■ PROMPT
Scan the lines below for the string "fixture" and report how many lines contain it, giving only the number.

■ PROVIDED DATA
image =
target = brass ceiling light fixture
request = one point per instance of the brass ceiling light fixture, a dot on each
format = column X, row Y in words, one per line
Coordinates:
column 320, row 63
--
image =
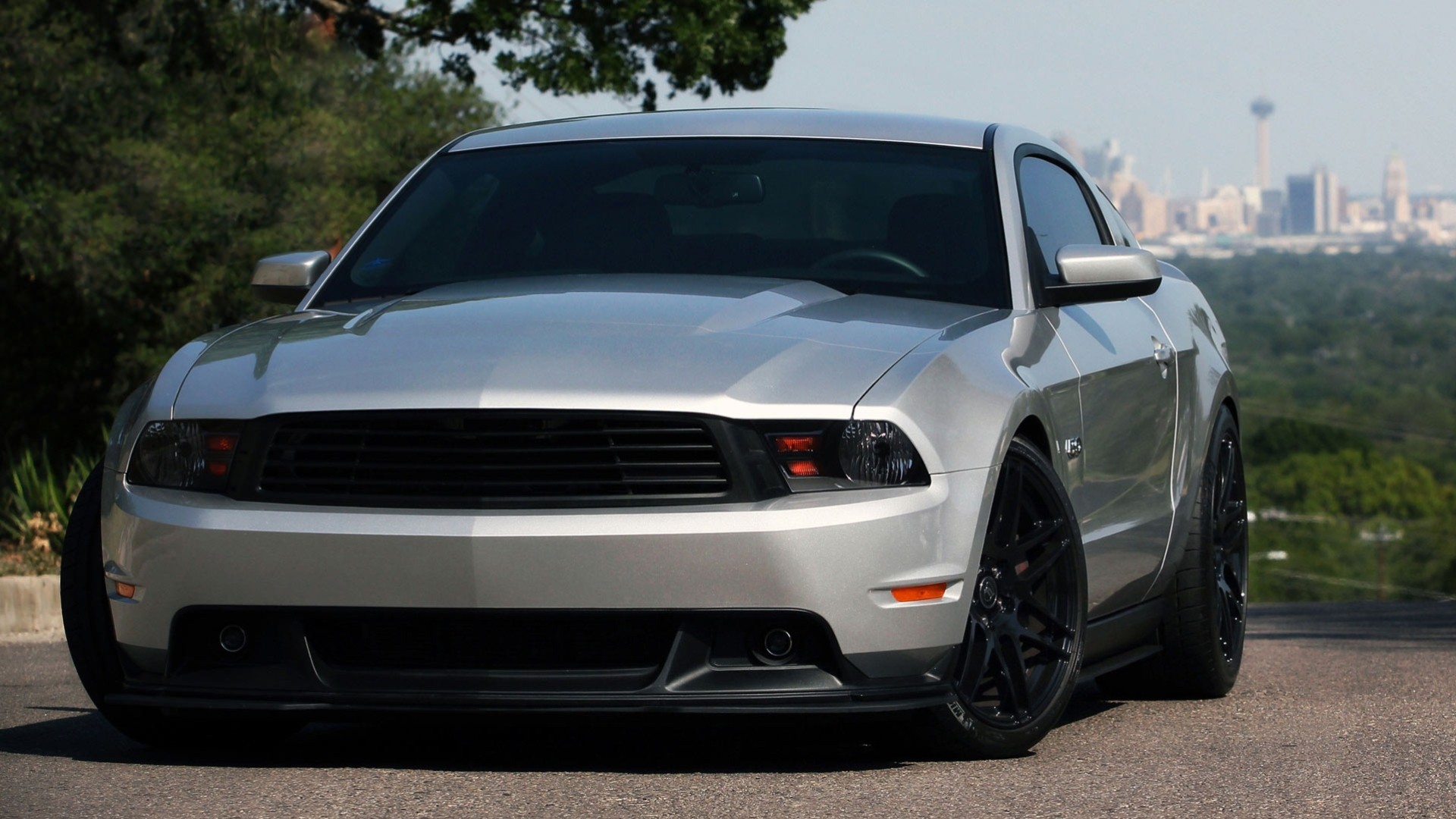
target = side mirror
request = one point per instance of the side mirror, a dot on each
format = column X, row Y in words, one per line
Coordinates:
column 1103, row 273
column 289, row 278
---
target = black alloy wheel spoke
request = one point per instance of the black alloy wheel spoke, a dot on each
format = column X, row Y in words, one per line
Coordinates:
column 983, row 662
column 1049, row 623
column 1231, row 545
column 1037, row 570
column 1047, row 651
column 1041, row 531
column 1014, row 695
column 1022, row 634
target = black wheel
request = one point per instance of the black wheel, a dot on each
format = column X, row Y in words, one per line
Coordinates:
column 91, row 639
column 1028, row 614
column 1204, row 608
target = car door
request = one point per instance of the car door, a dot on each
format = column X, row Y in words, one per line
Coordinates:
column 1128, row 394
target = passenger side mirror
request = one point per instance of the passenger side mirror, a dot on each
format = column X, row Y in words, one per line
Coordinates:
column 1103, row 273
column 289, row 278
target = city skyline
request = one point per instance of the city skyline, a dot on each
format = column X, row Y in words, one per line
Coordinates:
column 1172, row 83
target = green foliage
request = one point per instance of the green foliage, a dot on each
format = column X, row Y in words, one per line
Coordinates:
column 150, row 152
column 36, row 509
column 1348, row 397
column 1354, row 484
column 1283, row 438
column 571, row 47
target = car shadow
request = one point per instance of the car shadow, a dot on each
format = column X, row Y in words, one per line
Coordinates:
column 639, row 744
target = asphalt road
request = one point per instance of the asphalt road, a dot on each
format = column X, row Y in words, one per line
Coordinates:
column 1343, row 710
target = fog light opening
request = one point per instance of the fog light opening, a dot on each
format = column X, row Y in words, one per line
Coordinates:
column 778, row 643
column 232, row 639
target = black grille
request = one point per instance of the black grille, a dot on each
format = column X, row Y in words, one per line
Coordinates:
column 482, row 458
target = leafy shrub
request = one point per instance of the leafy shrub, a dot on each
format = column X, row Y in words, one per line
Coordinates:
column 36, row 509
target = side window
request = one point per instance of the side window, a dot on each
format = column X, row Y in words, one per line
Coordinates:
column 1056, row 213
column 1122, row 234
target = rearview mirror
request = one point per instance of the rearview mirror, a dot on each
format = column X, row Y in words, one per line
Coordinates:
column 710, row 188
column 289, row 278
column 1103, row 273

■ WRITTEN SOLUTION
2